---- TEXT SECTION

2.11. The Company represents and warrants that all of its directors,
officers, employees, investment advisers, and other individuals/entities
dealing with the money and/or securities of the Trust are covered by a
blanket fidelity bond or similar coverage for the benefit of the Trust, and
that said bond is issued by a reputable bonding company, includes coverage
for larceny and embezzlement, and is in an amount not less than $5 million.
The Company agrees to make all reasonable efforts to see that this bond or
another bond containing these provisions is always in effect, and agrees to
notify the Trust and the Distributor in the event that such coverage no
longer applies.
2.12. Provided it is consistent with their fiduciaries duties, the
Company and its agents will not in any way recommend any proposal in
opposition to, or oppose or interfere with, any proposal submitted by the
Fund at a meeting of owners of Contracts or shareholders of the Fund, and
will in no way recommend any proposal in opposition to, or oppose or
interfere with, the solicitation of proxies by the Fund of shares held by
Contract owners, without the prior written consent of the Fund.
2.13. Each party hereto shall cooperate with each other party and all
appropriate governmental authorities having jurisdiction (including, without
limitation, the SEC, the NASD, and state insurance regulators) and shall
permit such authorities reasonable access to its books and records in
connection with any investigation or inquiry relating to this Agreement or
the transactions contemplated hereby.

--------
---- TASK INPUT

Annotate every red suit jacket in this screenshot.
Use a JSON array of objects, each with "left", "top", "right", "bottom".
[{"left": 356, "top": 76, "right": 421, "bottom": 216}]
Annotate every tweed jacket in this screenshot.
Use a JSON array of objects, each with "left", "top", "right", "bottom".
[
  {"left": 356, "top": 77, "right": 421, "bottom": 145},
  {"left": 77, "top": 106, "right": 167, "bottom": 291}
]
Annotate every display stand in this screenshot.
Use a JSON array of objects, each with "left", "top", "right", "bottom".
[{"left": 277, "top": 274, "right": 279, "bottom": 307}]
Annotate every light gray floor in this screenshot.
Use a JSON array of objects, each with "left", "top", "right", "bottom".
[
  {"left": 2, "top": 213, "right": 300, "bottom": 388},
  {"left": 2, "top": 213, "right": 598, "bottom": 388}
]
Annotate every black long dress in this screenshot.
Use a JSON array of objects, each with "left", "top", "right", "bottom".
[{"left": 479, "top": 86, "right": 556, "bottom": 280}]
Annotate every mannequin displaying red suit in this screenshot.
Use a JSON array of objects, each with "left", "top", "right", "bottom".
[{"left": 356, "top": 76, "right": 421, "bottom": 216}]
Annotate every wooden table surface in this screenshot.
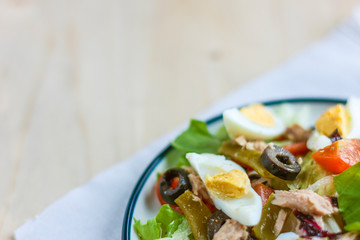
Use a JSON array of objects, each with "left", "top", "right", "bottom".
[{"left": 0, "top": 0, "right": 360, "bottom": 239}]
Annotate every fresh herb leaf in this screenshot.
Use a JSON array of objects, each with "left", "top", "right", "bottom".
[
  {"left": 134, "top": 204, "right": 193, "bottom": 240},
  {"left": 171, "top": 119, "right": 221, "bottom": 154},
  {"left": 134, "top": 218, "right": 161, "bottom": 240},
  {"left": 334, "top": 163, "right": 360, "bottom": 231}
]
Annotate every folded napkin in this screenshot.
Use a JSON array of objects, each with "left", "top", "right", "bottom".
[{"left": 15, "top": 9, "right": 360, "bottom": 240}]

--------

» TASKS TO CARRY OUT:
1. According to the contract text, what is the minimum amount of the fidelity bond?
2. Put the listing into a two-column CSV with the columns "request" and "answer," starting with the line that contains "Annotate every folded" and going on through the end of the listing. Include one row for each request, with its text and its answer each in one quoted field and line breaks turned into spaces.

» RESPONSES:
1. Not less than $5 million.

2.
request,answer
"Annotate every folded napkin in this screenshot. Use a JSON array of objects, each with ""left"", ""top"", ""right"", ""bottom"".","[{""left"": 15, ""top"": 9, ""right"": 360, ""bottom"": 240}]"